Decide whether each statement below agrees with the passage on the schools sports boards that follows. Answer yes or no for each, and quote the words of the passage that decide it.
(a) The SASSB held more than one athletics championship.
(b) Dr J.M. Joshua accepted the role of patron of the SASSB.
(c) E.A. Marthinus was the secretary of the APO at the time of the meeting.

▶ SOURCE:
◆ ◆ ◆ ◆

In 1953, under the presidency of Isaac (Ike) Stober, the WPSSB was instrumental in establishing a South African Schools Sports Board (SASSB).163 This Board held its first and only South African Schools Athletics Championship on 6 April (Van Riebeeck Day) 1954 in Kimberley.164 The other WPSSB office bearers for 1954 were J. Bruyns (Chairman), Isaac (Ike) J. Stober (vice chairman), Ernest Clarke (secretary), George S. Cloete (treasurer), A. Daniels (soccer convenor), J.S. Abrahamse (netball convenor) and Norman R. Stoffberg (athletics convenor).165

Due to the efforts of Norman Stoffberg, this track and field meeting was partly sponsored by the Coloured Affairs Department (CAD). 166 Stoffberg associated himself with a physical education adventure camp, the Klaasjagersberg Scheme, organised by the CAD in 1952, and was in a favourable position to elicit state support. The NEUM, an effective anti-apartheid movement at the time, however, distanced themselves from the Klaasjagersberg Scheme and Stoffberg's personal relations with many teachers became strained.167 In April 1954 the previously mentioned, Dr J.M. Joshua, declined a request to be patron of the SASSB because he refused to be associated with what he called 'stooges and Klaasjagerbergers'.168

The day before the event, a general meeting was held where individuals with a variety of political, educational and sport affiliations were present. They included Ike Stober (president), E.A. Rhoda (senior vice-president), J. Bruyns (vice-president), E.A. Marthinus (secretary), N.H. Scheepers (assistant secretary), John D. Kester (treasurer), Norman Stoffberg, Ernest Clarke and J.S. Abrahamse (Western Province delegates), Reginald Feldman, C. September and Ms McKenzie (Transvaal delegates), C. Moses, H. Claasens and F. Jacobs (Northern Cape delegates), Norman Stoffberg (soccer convenor) and J.S. Abrahamse (netball convenor). 169 Marthinus was the secretary of the APO at the time.170 Kester was the president of the South African Coloured Rugby Board in 1966 and the principal of the Perseverance Training College.171 Feldman was later involved in the South African Sports Association, the forerunner of the South African Non-Racial Olympic Committee.172 He was also a president of the socialist-orientated New Unity Movement in the 1990s.

◆ ◆ ◆ ◆

▶ EXCERPTED DATA:
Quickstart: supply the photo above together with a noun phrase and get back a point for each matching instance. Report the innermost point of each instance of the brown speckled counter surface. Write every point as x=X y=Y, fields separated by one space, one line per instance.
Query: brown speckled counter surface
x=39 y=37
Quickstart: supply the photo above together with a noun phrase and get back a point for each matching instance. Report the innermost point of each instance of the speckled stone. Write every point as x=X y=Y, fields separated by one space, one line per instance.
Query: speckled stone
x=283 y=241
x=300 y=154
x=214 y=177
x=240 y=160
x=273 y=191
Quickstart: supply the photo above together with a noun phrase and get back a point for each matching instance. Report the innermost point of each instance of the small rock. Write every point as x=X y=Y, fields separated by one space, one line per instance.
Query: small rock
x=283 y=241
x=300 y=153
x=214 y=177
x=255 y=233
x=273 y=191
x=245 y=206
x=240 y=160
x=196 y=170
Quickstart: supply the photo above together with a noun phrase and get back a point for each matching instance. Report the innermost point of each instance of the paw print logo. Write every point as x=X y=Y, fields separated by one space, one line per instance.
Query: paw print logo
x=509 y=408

◆ ◆ ◆ ◆

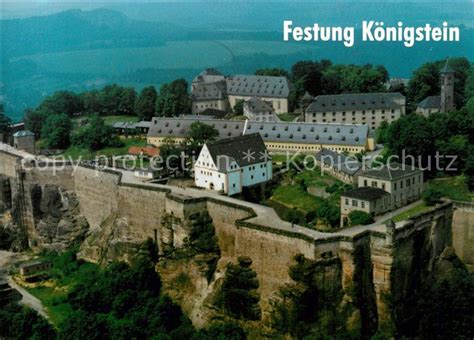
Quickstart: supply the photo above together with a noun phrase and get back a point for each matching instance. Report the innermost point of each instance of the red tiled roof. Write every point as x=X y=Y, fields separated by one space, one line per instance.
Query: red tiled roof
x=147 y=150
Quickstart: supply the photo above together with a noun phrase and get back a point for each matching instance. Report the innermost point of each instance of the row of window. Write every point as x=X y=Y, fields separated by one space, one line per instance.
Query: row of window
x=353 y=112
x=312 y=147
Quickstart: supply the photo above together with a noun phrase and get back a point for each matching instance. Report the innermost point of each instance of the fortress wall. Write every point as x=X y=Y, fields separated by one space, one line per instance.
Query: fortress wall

◆ ◆ ◆ ◆

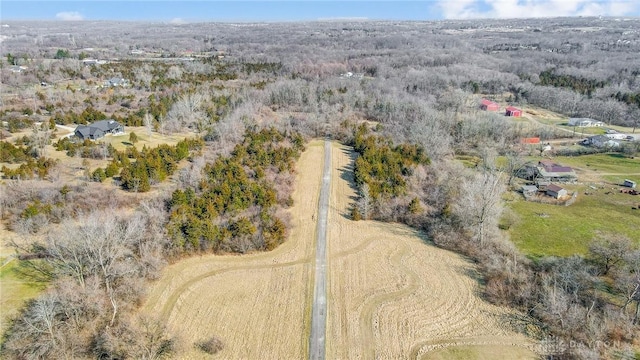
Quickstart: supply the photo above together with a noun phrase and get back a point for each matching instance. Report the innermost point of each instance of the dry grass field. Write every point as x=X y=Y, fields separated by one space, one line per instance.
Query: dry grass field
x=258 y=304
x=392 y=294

◆ ◆ ◆ ◆

▶ WRITTEN SOLUTION:
(a) No: "This Board held its first and only South African Schools Athletics Championship"
(b) No: "declined a request to be patron of the SASSB"
(c) Yes: "Marthinus was the secretary of the APO at the time."